- EXTRACTED DATA
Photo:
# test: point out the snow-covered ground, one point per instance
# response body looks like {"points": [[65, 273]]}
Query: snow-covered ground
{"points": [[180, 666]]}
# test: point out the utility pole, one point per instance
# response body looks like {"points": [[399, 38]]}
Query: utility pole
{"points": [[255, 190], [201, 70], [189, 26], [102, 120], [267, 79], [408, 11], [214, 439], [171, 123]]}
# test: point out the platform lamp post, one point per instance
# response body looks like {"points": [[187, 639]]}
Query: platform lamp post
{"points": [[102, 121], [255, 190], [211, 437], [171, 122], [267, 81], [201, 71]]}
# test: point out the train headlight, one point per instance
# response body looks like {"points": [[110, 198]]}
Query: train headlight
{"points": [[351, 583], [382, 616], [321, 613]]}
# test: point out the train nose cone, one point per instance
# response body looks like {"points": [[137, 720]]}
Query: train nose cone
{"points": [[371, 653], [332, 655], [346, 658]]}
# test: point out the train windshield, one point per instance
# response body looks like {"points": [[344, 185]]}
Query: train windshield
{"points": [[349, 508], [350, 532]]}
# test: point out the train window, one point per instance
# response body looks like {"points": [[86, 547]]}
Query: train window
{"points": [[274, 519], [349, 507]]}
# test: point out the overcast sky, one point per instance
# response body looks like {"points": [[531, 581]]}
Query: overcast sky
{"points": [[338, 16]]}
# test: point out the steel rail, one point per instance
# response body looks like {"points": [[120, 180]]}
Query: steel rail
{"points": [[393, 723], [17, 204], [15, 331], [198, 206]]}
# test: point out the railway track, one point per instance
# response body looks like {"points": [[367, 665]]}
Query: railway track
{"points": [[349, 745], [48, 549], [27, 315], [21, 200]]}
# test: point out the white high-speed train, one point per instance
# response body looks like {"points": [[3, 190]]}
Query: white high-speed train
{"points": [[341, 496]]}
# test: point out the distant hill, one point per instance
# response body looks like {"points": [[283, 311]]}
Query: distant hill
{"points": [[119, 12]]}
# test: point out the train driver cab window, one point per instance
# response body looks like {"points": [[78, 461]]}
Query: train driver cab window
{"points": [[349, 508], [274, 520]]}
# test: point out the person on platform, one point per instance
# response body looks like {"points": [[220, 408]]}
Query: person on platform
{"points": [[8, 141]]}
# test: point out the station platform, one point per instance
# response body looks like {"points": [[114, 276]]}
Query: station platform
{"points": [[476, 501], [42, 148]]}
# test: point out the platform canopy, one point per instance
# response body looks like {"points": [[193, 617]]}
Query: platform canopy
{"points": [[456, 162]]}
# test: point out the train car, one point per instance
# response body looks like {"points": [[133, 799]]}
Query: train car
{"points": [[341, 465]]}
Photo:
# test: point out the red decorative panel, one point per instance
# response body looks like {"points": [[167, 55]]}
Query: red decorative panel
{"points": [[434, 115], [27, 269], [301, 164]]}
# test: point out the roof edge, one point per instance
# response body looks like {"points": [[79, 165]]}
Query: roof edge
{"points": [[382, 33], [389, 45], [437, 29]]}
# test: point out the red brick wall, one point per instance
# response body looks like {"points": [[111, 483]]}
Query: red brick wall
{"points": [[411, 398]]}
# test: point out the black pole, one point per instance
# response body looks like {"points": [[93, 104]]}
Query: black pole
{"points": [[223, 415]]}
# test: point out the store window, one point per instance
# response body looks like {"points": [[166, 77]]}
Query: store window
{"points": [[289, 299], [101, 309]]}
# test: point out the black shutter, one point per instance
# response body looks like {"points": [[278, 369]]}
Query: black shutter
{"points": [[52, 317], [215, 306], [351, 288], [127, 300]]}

- EXERCISE
Repeat the whole listing exactly, keeping every line intact.

- EXERCISE ANSWER
Photo:
# test: point out the snow-covered ground, one point per instance
# response body looks like {"points": [[65, 273]]}
Query: snow-covered ground
{"points": [[180, 666]]}
# test: point out the utility pole, one point per instance
# response body looks like {"points": [[399, 38]]}
Query: utility pole
{"points": [[255, 190], [201, 70], [189, 26], [102, 120], [267, 79], [408, 11], [214, 439], [171, 123]]}
# test: point out the platform lamp post, one point per instance
# response body looks like {"points": [[187, 639]]}
Query: platform lamp post
{"points": [[102, 121], [255, 190], [211, 437], [171, 122], [267, 81], [201, 71]]}
# test: point out the train headlight, one point per instance
# response body looks like {"points": [[110, 198]]}
Query: train headlight
{"points": [[351, 583], [382, 616], [321, 613]]}
# test: point out the train nose cone, one point per instance
# response body looks like {"points": [[137, 720]]}
Query: train nose cone
{"points": [[371, 653], [332, 655], [346, 658]]}
# test: point out the train windshield, one point per instance
# response body looks like {"points": [[344, 185]]}
Query: train windshield
{"points": [[349, 508], [350, 532]]}
# test: point out the train window, one point per instance
# response body looks like {"points": [[86, 547]]}
Query: train window
{"points": [[274, 519], [349, 507]]}
# test: point out the overcast sky, one point per instance
# response body looks like {"points": [[531, 581]]}
Query: overcast sky
{"points": [[338, 16]]}
# test: point out the steel rail, one point per instance
# response body looks like {"points": [[120, 180]]}
Query: steel rail
{"points": [[393, 723], [17, 204], [15, 331], [198, 206]]}
# test: point out the railway track, one point per instance
# response body looks like {"points": [[367, 665]]}
Query: railway track
{"points": [[349, 745], [48, 549], [27, 315], [21, 200]]}
# test: point out the white high-speed train, one point per instance
# response body looks like {"points": [[3, 190]]}
Query: white high-speed train
{"points": [[341, 496]]}
# test: point out the distant hill, one point per instance
# response body looks like {"points": [[283, 311]]}
Query: distant hill
{"points": [[119, 12]]}
# test: point out the train driver cab window, one point per instance
# response body looks like {"points": [[78, 461]]}
Query: train driver cab window
{"points": [[349, 508], [274, 520]]}
# test: point out the person on platform, one point per instance
# response body looks like {"points": [[220, 408]]}
Query: person on platform
{"points": [[8, 141]]}
# test: point out the station platform, one point per instance
# response body looks like {"points": [[114, 276]]}
Query: station platform
{"points": [[476, 501], [42, 148]]}
# test: point out the platform canopy, one point per instance
# response body looks like {"points": [[193, 617]]}
Query: platform canopy
{"points": [[456, 162]]}
# test: point out the train car, one point per instance
# response body looks like {"points": [[133, 799]]}
Query: train car
{"points": [[341, 465]]}
Photo:
# test: point out the red decorative panel, one point per instance
# response body looks like {"points": [[167, 55]]}
Query: red decorative panel
{"points": [[434, 115], [27, 269], [301, 164]]}
# test: point out the roof edge, one point per instance
# response body looks like {"points": [[79, 165]]}
Query: roof edge
{"points": [[382, 33], [389, 45], [437, 29]]}
# test: point out the red brick wall, one point per instance
# response body looks like {"points": [[111, 483]]}
Query: red brick wall
{"points": [[411, 398]]}
# test: point out the black pole, one point per instance
# response body looks like {"points": [[93, 104]]}
Query: black pole
{"points": [[223, 415]]}
# test: point out the store window, one point per instance
# response body looks like {"points": [[166, 77]]}
Query: store window
{"points": [[289, 299], [101, 309]]}
# test: point out the black shutter, one point per instance
# response body looks like {"points": [[278, 369]]}
Query: black shutter
{"points": [[52, 317], [215, 306], [351, 288], [127, 300]]}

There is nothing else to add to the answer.